Des Hofrats falsche Eulen
Der Wein- und Kunsthändler Karl Wilhelm Becker tat alles, um seine Machwerke echt und alt aussehen zu lassen





Die römischen Denare stammen aus Beckers Werkstatt, die sorgfältig geschnittenen Stempel des Fälschers (oben) gelangten in den Besitz des Berliner Münzkabinetts, das Beispiele im Bode-Museum auf der Museumsinsel zeigt.





Der Brief bittet für den isenburgischen Hofrat Becker (Porträt oben) freies Geleit bei einer seiner vielen Reisen.



Zu seinen Lebzeiten besaß Karl Wilhelm Becker als Kunst- und Münzkenner einen guten Ruf. Seinem fürstlichen Arbeitgeber Carl von Isenburg widmete Hofrat Becker diese Medaille.



Im Mittelalter wurden Mörder, Diebe, Betrüger, Münzfälscher und andere Verbrecher gnadenlos dem Henker übergeben. Einzel- und Massenhinrichtungen wurden zur Abschreckung, aber auch als eine Art Volksbelustigung regelrecht zelebriert. Hofrat Becker blieb dieses Schicksal erspart, aber er hatte ja auch keine aktuell kursierenden Münzen, sondern "nur" historische Objekte gefälscht. (Repros: Caspar)

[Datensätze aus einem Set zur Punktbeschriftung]

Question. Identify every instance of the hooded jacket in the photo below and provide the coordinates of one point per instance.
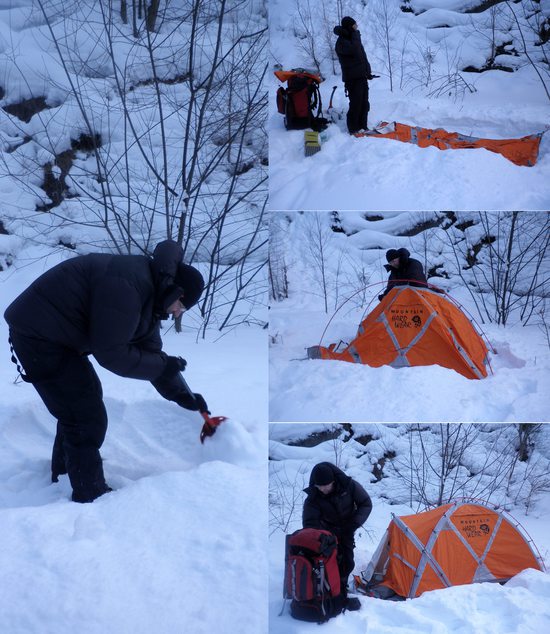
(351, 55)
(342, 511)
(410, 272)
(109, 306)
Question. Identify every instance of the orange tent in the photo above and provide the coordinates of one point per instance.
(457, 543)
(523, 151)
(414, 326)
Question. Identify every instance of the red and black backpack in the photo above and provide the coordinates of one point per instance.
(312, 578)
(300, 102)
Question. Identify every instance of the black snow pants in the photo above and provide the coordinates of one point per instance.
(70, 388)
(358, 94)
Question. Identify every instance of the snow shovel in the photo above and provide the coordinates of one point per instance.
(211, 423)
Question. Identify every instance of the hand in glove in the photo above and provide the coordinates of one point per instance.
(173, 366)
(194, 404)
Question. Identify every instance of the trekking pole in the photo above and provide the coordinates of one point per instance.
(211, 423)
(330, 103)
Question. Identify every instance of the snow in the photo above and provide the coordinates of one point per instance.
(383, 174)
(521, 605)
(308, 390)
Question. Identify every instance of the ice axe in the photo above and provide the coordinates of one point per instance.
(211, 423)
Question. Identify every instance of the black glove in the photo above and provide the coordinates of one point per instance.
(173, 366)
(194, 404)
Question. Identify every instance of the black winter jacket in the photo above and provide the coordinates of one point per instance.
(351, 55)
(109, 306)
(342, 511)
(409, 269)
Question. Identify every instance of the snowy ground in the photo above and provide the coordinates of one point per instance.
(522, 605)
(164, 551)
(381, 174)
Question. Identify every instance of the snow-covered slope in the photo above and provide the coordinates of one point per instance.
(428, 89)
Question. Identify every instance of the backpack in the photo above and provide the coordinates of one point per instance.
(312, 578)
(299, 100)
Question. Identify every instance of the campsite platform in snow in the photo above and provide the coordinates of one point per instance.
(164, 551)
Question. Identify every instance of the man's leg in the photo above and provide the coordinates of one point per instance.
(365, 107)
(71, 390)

* * *

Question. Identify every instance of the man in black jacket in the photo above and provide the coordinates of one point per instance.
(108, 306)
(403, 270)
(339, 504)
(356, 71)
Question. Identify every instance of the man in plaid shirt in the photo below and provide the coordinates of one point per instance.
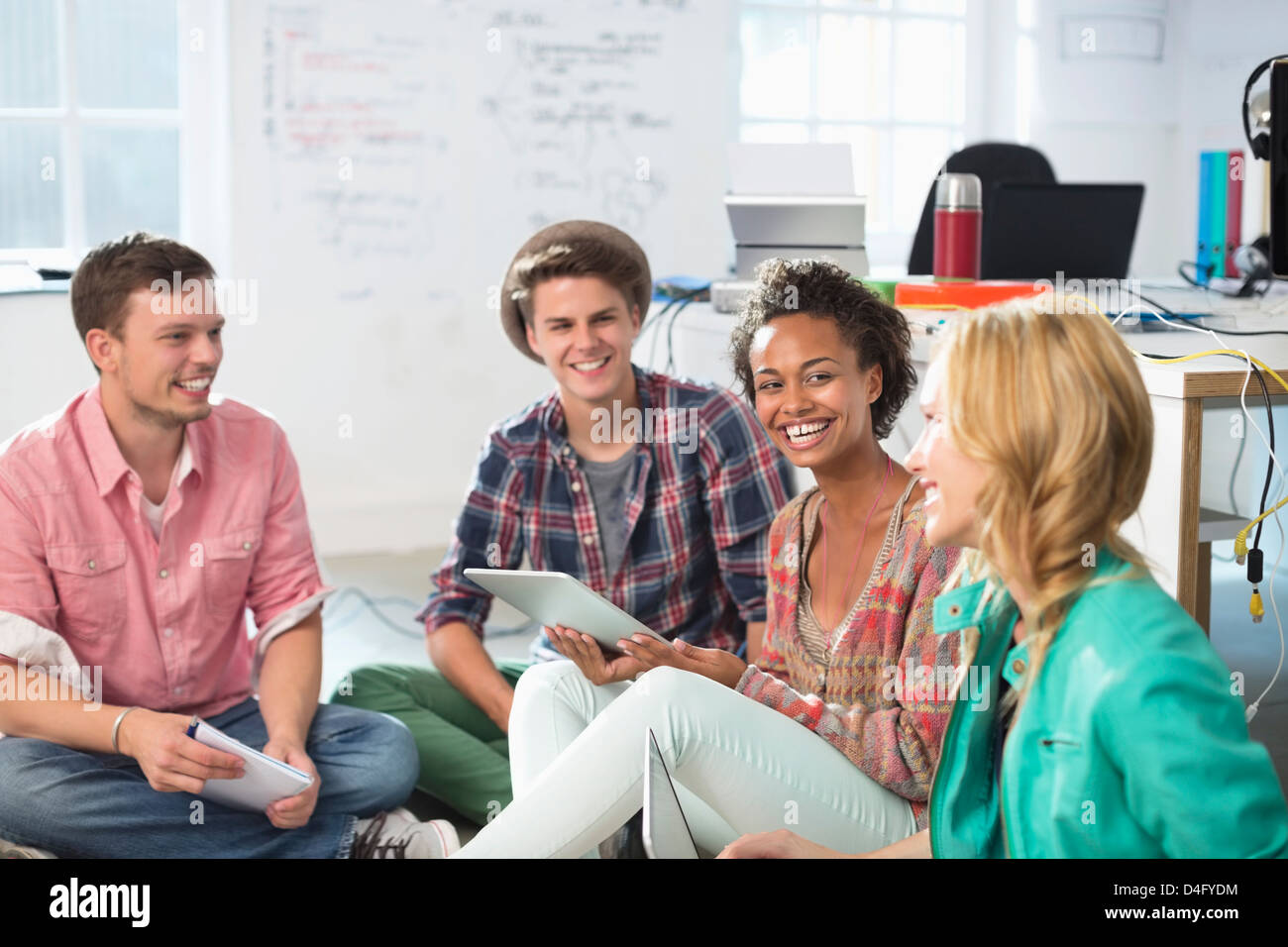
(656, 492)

* _Aufgabendetails_:
Wem widmete Hofrat Becker dem Textauszug über den Fälscher Karl Wilhelm Becker zufolge eine Medaille?

* _Antwort_:
Seinem fürstlichen Arbeitgeber Carl von Isenburg.